> PROMPT 1
Can you copy the recovery blog post word for word, from "A week before, I" up to and including "you normally wouldn’t."?
> PROMPT 2
Could you pick up the recovery blog post after its last sentence and keep writing it?

> DOCUMENT EXCERPT
┄┄┄┄┄┄┄┄┄┄┄┄┄┄┄┄┄┄┄┄

At some point I will have to find actual titles for posts again but not yet. I am still in recovery mode, after all.

Last time in the day clinic (We are now going once a week. Another step forward!) I overheard a nurse using a German phrase “die sind einander nicht grün” (something like “there is no love lost between them”) about downstairs, where the ward is. So when she looked less busy, I grabbed her and asked if she was talking about the ward – she was not actually, but she understood when I said my ears pricked up when I overheard her earlier. She was really lovely about me still feeling the need to talk about it too. It’s a shame when such an already bad situation should be made worse by a difficult social situation.

That simple experience of feeling seen took a bit more weight off my shoulders.

A week before, I managed to have a long chat with a person and not talk about this at all! It is still on my mind but now mostly from a rational perspective. (I can try.) This week, when I was off to the sauna (because I am finally using the gym outside my place. Another bit of progress) I grabbed a book off the shelf. “Succeeding with Agile” by Mike Cohn. I do have mostly fiction books but I’ve learned that the deep relaxation between sauna sessions lends itself to reading things you normally wouldn’t.

So I opened the chapter on Overcoming Resistance, because of course I did. Page 97, the start of Part II, “Individuals”.

And I read about the types of people in an organisation. 25% Conservers, 50% Pragmatists and 25% Originators. I resisted this view when I heard it for the first time because it seemed simplistic. Now I am more tolerant of it – every consultant needs to simplify in order to do any kind of job (change management projects fail too, but that’s life.)

┄┄┄┄┄┄┄┄┄┄┄┄┄┄┄┄┄┄┄┄

> DATASET CONTENT
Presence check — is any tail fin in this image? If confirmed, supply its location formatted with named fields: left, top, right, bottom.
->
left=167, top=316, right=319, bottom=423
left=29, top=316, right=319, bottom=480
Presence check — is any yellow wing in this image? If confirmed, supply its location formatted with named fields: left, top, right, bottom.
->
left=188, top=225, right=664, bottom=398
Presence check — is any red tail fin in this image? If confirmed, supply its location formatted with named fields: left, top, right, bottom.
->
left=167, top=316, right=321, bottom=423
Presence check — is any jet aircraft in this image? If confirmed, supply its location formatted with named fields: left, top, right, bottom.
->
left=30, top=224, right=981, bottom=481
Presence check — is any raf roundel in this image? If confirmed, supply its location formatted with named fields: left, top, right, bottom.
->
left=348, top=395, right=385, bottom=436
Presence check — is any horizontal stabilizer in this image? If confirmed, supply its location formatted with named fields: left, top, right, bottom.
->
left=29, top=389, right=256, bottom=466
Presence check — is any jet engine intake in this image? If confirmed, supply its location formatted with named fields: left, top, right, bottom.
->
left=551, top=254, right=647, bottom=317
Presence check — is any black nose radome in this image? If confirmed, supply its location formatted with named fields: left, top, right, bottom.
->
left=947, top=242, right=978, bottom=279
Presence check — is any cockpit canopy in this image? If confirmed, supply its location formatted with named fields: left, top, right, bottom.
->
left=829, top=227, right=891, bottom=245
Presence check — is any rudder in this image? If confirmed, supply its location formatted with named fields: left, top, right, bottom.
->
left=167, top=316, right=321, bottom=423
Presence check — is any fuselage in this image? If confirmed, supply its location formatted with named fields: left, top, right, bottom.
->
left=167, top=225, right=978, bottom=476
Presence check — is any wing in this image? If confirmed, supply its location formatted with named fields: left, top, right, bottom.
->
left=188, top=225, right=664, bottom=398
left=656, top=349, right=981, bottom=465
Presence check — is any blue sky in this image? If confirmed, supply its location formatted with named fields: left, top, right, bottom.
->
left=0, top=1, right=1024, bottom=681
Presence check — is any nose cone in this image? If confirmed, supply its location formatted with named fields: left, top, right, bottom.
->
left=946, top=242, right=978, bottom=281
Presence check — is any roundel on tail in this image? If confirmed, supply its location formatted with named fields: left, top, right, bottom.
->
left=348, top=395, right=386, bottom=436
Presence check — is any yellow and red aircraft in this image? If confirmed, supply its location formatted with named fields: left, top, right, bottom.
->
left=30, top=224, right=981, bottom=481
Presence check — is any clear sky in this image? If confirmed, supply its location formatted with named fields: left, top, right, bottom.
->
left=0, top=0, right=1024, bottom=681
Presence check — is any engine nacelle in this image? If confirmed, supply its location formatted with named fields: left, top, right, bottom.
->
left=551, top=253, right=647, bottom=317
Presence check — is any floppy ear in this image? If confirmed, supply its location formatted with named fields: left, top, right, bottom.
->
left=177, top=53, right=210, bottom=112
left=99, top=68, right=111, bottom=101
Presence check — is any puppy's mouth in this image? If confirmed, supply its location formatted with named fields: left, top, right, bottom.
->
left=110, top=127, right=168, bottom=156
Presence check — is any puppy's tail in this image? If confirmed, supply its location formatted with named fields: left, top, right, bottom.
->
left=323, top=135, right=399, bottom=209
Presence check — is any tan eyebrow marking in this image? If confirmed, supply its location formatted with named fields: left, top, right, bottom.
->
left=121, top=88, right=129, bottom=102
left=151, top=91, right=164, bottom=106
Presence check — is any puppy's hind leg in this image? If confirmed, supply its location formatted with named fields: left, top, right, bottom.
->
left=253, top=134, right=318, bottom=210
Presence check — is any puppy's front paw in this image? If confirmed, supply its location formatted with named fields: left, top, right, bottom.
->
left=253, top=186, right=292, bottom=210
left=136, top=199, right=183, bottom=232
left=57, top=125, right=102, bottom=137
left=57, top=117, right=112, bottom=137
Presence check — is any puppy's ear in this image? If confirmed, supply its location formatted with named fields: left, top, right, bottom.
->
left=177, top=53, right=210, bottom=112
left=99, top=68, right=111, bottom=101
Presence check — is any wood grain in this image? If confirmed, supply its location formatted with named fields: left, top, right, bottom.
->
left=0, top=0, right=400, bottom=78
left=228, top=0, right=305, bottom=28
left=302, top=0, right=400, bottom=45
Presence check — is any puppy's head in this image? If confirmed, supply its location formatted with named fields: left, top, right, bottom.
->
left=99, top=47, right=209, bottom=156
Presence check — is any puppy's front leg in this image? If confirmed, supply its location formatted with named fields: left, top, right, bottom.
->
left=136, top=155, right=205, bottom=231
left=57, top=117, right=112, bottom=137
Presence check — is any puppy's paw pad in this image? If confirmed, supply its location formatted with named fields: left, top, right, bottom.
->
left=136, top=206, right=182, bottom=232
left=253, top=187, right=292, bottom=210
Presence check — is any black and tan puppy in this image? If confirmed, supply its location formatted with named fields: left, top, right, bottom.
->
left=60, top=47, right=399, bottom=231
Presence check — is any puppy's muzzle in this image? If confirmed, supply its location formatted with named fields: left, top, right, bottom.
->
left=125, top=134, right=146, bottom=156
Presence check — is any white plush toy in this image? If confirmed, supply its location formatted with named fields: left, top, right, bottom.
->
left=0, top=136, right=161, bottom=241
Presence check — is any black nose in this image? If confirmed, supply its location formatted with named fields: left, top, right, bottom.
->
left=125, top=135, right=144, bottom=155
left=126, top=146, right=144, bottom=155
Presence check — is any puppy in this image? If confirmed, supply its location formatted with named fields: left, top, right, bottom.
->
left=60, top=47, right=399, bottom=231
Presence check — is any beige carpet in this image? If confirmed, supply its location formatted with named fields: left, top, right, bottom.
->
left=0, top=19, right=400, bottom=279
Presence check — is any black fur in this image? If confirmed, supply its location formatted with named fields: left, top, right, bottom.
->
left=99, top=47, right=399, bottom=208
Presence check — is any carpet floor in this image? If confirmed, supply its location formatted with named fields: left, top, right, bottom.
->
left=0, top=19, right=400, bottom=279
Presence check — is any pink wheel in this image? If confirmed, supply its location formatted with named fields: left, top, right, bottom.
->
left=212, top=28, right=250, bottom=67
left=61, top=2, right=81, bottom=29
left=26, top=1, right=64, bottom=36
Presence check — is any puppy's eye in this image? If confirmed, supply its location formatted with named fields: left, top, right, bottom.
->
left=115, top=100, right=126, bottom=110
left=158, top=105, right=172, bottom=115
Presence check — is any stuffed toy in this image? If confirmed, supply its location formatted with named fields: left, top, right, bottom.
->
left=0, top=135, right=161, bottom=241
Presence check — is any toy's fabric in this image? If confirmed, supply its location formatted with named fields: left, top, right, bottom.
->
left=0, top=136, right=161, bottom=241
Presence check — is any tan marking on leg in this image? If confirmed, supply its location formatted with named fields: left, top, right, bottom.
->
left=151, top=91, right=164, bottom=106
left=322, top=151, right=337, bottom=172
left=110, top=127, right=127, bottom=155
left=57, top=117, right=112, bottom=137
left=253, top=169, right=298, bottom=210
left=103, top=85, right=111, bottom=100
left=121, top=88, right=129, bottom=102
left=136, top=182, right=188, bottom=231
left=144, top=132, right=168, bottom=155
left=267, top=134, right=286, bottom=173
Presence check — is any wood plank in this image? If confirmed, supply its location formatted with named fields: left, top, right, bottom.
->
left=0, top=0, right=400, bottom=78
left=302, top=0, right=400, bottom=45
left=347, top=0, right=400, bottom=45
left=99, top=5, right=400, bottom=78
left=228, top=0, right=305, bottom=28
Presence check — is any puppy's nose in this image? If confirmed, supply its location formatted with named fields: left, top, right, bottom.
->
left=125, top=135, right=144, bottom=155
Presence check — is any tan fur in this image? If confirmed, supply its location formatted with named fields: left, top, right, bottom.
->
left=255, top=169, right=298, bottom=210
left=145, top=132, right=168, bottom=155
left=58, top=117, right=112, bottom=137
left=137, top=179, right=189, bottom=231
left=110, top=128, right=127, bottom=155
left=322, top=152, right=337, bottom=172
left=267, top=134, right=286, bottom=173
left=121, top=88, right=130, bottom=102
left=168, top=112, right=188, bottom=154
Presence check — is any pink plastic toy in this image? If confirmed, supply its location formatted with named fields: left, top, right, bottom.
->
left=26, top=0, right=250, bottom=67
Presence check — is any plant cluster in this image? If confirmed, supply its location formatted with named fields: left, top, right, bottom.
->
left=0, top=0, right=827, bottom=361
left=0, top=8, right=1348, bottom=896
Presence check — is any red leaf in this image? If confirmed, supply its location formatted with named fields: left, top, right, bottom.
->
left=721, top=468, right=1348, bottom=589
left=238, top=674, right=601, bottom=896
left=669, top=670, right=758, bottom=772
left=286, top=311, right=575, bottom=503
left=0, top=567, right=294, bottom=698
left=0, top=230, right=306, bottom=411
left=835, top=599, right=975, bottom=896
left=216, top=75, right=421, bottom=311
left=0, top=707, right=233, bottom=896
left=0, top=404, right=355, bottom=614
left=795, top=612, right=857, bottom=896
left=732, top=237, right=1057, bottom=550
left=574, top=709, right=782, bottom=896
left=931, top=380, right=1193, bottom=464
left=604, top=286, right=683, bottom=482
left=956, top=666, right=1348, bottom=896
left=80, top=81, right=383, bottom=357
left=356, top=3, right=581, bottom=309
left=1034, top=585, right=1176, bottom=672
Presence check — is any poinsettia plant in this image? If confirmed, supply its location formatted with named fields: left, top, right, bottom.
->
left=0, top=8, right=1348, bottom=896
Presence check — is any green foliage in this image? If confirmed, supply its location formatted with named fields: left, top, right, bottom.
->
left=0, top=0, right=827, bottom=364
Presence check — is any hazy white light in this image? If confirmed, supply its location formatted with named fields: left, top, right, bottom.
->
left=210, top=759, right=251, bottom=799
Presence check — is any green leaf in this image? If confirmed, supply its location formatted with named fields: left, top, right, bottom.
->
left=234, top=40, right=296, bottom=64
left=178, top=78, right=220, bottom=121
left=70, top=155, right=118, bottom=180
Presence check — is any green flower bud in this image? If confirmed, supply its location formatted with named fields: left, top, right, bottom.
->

┄┄┄┄┄┄┄┄┄┄┄┄┄┄┄┄┄┄┄┄

> ANSWER AREA 1
A week before, I managed to have a long chat with a person and not talk about this at all! It is still on my mind but now mostly from a rational perspective. (I can try.) This week, when I was off to the sauna (because I am finally using the gym outside my place. Another bit of progress) I grabbed a book off the shelf. “Succeeding with Agile” by Mike Cohn. I do have mostly fiction books but I’ve learned that the deep relaxation between sauna sessions lends itself to reading things you normally wouldn’t.

> ANSWER AREA 2
From my current point of view, things in German healthcare are even more simplistic. We have 100% conservers, because that is how people are trained. The system is just like that. Yes, we all have problems, but we like that only the toughest stick it out. We made it, didn’t we? Every thought of changing it will be trained out of you. And of course me with my very pronounced “originator” personality comes in there, spends days, weeks, months, and I get to feel that. And of course that, whatever that was, was personal – nobody could fault my work.

I prefer this narrative to the immune system one. That one made me seem like some kind of change agent, which sounds like a huge warning sign to a psychologist. Saviour complex when you’re not in any position to bring about change sounds like the road to madness.

The immune system one is still relevant in the context of all the many innovators in the current innovation drive expecting change without actually doing anything to bring it about, but I’m taking that personal bit out of the pitch.